**Dataset extract**
== == ==
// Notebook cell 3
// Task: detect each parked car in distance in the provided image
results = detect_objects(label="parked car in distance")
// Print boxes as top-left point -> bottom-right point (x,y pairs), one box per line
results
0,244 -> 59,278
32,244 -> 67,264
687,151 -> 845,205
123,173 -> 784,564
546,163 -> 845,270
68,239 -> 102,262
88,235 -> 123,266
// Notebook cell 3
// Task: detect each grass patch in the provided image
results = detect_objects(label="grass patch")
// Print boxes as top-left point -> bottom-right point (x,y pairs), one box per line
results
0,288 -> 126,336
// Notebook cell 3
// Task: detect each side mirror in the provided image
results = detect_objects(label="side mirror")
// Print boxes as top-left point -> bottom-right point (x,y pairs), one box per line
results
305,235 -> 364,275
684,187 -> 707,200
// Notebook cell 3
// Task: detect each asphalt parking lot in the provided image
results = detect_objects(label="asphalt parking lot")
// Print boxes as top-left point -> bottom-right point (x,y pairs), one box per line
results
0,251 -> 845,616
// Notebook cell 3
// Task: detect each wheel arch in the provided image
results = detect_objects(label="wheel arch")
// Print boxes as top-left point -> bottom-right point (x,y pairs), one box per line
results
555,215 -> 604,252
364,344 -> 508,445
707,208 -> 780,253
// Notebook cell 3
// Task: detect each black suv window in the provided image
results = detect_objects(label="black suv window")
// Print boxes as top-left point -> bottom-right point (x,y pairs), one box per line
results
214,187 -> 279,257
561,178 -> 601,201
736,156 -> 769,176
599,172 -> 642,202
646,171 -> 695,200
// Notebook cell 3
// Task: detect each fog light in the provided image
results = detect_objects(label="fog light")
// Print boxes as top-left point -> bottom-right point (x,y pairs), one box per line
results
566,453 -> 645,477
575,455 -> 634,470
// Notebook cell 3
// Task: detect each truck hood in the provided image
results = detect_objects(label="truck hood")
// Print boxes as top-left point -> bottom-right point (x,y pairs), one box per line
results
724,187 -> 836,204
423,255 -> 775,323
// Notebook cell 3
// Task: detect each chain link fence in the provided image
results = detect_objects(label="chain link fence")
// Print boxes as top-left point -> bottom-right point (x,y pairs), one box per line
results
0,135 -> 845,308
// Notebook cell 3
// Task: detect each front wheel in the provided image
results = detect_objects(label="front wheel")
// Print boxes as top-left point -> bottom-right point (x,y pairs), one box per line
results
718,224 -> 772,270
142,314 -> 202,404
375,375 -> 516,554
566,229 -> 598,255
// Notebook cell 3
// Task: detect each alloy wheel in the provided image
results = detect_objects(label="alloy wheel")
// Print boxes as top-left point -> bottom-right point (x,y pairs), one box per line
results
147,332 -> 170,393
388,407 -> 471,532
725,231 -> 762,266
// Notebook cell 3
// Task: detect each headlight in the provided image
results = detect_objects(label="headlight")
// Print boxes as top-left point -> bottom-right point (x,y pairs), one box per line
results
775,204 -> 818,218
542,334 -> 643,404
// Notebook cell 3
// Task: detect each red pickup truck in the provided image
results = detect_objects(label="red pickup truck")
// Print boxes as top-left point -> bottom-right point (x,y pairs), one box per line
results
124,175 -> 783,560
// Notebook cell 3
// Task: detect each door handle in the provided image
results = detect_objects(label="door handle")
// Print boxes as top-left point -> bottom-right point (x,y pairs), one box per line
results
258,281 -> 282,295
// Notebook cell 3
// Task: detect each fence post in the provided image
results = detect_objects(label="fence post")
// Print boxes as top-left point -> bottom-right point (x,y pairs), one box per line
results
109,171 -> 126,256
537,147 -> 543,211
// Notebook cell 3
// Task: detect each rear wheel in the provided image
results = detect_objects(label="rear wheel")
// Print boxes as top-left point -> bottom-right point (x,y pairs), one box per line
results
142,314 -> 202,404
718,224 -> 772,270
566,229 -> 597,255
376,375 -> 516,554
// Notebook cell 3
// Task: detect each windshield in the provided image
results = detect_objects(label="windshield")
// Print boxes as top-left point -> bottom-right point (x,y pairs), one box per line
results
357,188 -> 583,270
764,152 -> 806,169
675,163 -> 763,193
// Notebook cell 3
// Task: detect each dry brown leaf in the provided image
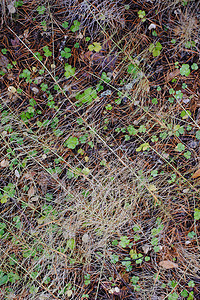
== == ==
**Task to complete**
Could you give every line of the records above as a numbered list, skipping any blank lines and leaving the pictures out?

**Worked answer**
1. // Notebook cell 3
2. // Task: detect each parked car in distance in the provided image
3. results = detect_objects(label="parked car in distance")
4. // Print boxes as top-left point -> bottom-right point (x,y pairs), one box per line
5. results
6. 0,244 -> 59,278
7. 32,244 -> 67,264
8. 687,151 -> 845,205
9. 123,173 -> 784,564
10. 546,163 -> 845,270
11. 68,239 -> 102,262
12. 88,235 -> 123,266
13. // Notebook cell 3
14. // Task: detect each grass patch in the provided image
15. results = detect_objects(label="grass patch")
16. // Print boxes as top-left point -> bottom-right point (x,y pairs), one box per line
17. results
18. 0,288 -> 126,336
19. // Notebook cell 3
20. // Task: detect each side mirror in the provided image
21. results = detect_objects(label="side mirror")
22. // Print boxes as top-left point -> bottom-right point (x,y pairs), one box per line
23. results
24. 305,235 -> 364,275
25. 684,187 -> 707,200
26. // Notebook cell 3
27. // Task: detect each asphalt parking lot in the provided image
28. results = detect_objects(label="asphalt parking lot")
29. // Print boxes as top-left point -> bottom-right point (x,y pairs), one box per line
30. results
31. 0,251 -> 845,616
32. // Notebook cell 3
33. // Task: detect each wheel arch in the provided image
34. results = detect_objects(label="wheel arch")
35. // Print boxes as top-left point -> bottom-right point (x,y pairs), one box per line
36. results
37. 555,215 -> 604,252
38. 364,344 -> 508,445
39. 707,208 -> 780,253
40. // Notebook cell 3
41. // Task: detect each black suv window in the provided image
42. results = detect_objects(label="black suv window")
43. // Print boxes as top-left point -> bottom-right point (x,y pairs), one box per line
44. results
45. 214,187 -> 279,257
46. 561,178 -> 601,201
47. 736,156 -> 769,176
48. 599,172 -> 642,202
49. 646,171 -> 695,200
50. // Notebook cell 3
51. // Task: detect each fog light in the provided image
52. results = detect_objects(label="fog light")
53. // Print boxes as top-left point -> bottom-right point (x,y pairs), one box per line
54. results
55. 566,453 -> 645,477
56. 575,455 -> 634,470
57. // Notebook cell 3
58. // Task: detect each truck hood in the provided image
59. results = detect_objects(label="truck hood")
60. // Print boxes as top-left point -> bottom-right point (x,y pairs), one box per line
61. results
62. 724,187 -> 836,204
63. 423,255 -> 775,323
64. // Notebook cell 3
65. // Task: detect each chain link fence in the provided image
66. results = detect_objects(label="chain link fence")
67. // Print boxes as top-left point -> bottom-right point (x,y pairs), one box per line
68. results
69. 0,135 -> 845,308
70. // Notebook cell 3
71. // Task: detect each front wheel in the provided image
72. results = detect_objects(label="front wheel")
73. // Print boxes as top-left point -> bottom-right point (x,y pairs), one box per line
74. results
75. 718,224 -> 772,270
76. 142,314 -> 202,404
77. 375,375 -> 516,554
78. 566,229 -> 598,255
79. // Notebook cell 3
80. // Task: detect each alloy wheel in the provided image
81. results = detect_objects(label="alloy wheel")
82. // Print boxes as top-left point -> bottom-right point (x,y pairs), one box per line
83. results
84. 147,332 -> 170,393
85. 388,407 -> 471,532
86. 725,231 -> 762,266
87. // Notebook cell 3
88. // Task: detect each headlight in the provided image
89. results = detect_objects(label="headlight")
90. // Print boxes as top-left point -> bottom-right point (x,y pairs), one box per line
91. results
92. 775,204 -> 818,218
93. 542,334 -> 643,404
94. // Notebook cell 3
95. // Task: detect each red pickup truck in the provided image
96. results = detect_objects(label="red pickup truck")
97. // Print boxes as top-left point -> bottom-right point (x,y pairs), one box per line
98. results
99. 124,175 -> 783,560
100. // Notebook cell 3
101. // Task: detect each door handle in the provided image
102. results = detect_objects(label="door handle")
103. // Print boxes as top-left point -> bottom-right point (x,y pairs), one box per line
104. results
105. 258,281 -> 282,295
106. // Notebook cell 3
107. // Task: detect each fence post in the provided image
108. results = detect_objects(label="fence post")
109. // Print boxes as top-left point -> bottom-right point (x,y pairs), one box per line
110. results
111. 109,171 -> 126,256
112. 537,147 -> 543,211
113. // Notebook cell 3
114. // Task: detect each rear wheel in the provided image
115. results = detect_objects(label="rear wheel")
116. // Print boxes as top-left point -> bottom-right point (x,y pairs), one box per line
117. results
118. 142,314 -> 202,404
119. 718,224 -> 772,270
120. 566,229 -> 597,255
121. 376,375 -> 516,554
122. // Notebook cell 3
123. // Task: detect each windshield in the provided image
124. results = detect_objects(label="windshield")
125. // Print boxes as top-left point -> bottom-right point (x,y pairs), one box per line
126. results
127. 357,188 -> 583,270
128. 764,152 -> 806,169
129. 675,163 -> 763,193
130. // Notebook cell 3
131. // Task: detect each dry brown leaf in the provided image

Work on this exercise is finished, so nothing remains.